**DATASET EXCERPTS:**
--- start ---

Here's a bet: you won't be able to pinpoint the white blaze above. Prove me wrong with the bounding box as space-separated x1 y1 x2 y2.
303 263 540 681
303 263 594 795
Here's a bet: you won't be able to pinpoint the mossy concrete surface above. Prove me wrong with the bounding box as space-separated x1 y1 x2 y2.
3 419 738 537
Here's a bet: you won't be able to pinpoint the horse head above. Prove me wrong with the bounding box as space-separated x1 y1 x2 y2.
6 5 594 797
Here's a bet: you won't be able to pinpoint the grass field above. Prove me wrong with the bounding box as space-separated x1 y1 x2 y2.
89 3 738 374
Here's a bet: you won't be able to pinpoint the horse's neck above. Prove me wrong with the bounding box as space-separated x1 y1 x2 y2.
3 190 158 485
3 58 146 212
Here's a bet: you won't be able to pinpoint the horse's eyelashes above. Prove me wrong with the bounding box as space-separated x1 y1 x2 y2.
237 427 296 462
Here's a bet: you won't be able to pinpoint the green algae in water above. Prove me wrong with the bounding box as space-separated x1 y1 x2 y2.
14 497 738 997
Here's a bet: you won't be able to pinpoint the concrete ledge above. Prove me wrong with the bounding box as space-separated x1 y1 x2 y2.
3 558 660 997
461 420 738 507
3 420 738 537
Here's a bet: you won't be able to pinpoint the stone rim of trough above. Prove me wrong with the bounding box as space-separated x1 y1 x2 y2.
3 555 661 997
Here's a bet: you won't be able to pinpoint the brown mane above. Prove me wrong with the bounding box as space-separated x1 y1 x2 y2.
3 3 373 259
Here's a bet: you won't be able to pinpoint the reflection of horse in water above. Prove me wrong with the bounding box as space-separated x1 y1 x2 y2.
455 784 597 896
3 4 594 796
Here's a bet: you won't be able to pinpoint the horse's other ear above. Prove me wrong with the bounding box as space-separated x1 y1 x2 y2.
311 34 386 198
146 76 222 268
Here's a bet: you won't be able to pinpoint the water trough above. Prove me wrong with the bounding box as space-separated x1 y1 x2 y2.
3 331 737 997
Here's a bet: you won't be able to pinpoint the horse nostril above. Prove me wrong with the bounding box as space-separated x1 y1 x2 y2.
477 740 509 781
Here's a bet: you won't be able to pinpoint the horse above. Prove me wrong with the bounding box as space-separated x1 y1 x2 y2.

--- end ---

**AIM:**
Rewrite every line in the stretch from the line containing "Here's a bet: you won't be able to pinpoint the water" through the last line, requests included. Multiply each bounding-box coordinate in the answers by 1.45 and round it to a whole number, rounding halves up.

**OUTPUT OF THE TASK:**
Here's a bet: you won't be able to pinpoint the water trough above. Prove me wrong with the bounding box as space-separated x1 y1 x2 y2.
4 480 1069 1446
Here's a bet: you won't be able to pinpoint the horse nostril above. Prove me wrong with the bounding box as space-separated x1 y1 x2 y2.
692 1073 738 1132
Here's a bet: you won't be able to pinpoint the horse above. Prove me wrong with the bounding box as space-separated x1 y1 x2 y2.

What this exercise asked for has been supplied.